*Passage to read*.
WHIRLPOOL
“If you want an image of the future it is this: everything you have ever done, every friend you’ve made or lost, every website you’ve visited, every message you’ve sent or received, every kiss, every heartbreak, every holiday, every sadness, every single moment, saved on our servers and on sale to the highest bidder. Forever.”
‘Whirlpool’ reflects on the life and works of Indian-born British writer George Orwell - though the scope of the production moves well beyond biography. The aesthetic is radical, physical, confrontational, playful and experimental. The core strands that are developed are: The biography of Orwell and questions of why an Indian company is getting a European director to make a show about another white writer - who is working to whose agenda here? And why? The dystopian visions Orwell explored in his writing - especially ‘Homage to Catalonia’, ‘Animal Farm’ and ’1984’. How Orwell’s visions are being brutally realised in contemporary Indian and global politics - not only through drawing parallels with contemporary events, but examining how today’s politics has moved beyond Orwell’s visions, as technology and Artificial Intelligence have expanded their potential and reach. The ability (imagined so powerfully in ‘1984’) of technology to be manipulated to falsify the present and the past - and thus to control the future (the phrase ‘fake news’ may be modern, but that is what Orwell wrote about.). As Orwell wrote: “Who controls the past controls the future. Who controls the present controls the past.”. Again the advent of self-evolving Artificial Intelligence really takes us into a world beyond Orwell’s dystopia. It is a performance piece that is constantly destabilised. It is direct and funny and yet, constantly, what the audience has come to believe is the ‘reality’ of the piece, will be subverted. The ultimate questions will concern who is controlling who, and how. The role of the technical artists in this is core. The deepest level of subversion (our contemporary ‘Big Brother is Watching You’) is how the easily available technologies we carry with us on a daily basis are themselves becoming the controllers of our fates (as google maps decides our route to work, as a health app nudges us towards a certain diet, as our personal political landscape is shaped into an echo chamber of falsity and division). To paraphrase Orwell, who controls the technology controls the present. Who controls the present invents both past and future. Thus the role of sound/light/audio-visual elements is as much an instigator of action as a support to that action.

*Task directions*. Translate this sentence from the Whirlpool description above into Spanish: "It is a performance piece that is constantly destabilised."

*Dataset excerpt*.
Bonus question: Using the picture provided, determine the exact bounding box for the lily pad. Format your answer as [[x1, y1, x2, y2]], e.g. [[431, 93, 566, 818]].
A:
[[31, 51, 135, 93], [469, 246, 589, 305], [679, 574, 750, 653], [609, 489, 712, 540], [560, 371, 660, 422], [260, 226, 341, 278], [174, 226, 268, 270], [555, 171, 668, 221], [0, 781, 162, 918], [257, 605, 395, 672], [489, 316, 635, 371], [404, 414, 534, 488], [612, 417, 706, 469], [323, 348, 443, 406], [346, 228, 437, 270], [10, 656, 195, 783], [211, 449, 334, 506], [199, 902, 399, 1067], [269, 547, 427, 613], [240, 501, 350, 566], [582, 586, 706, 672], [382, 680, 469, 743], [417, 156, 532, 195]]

*Reply*. Es una obra escénica que se desestabiliza constantemente.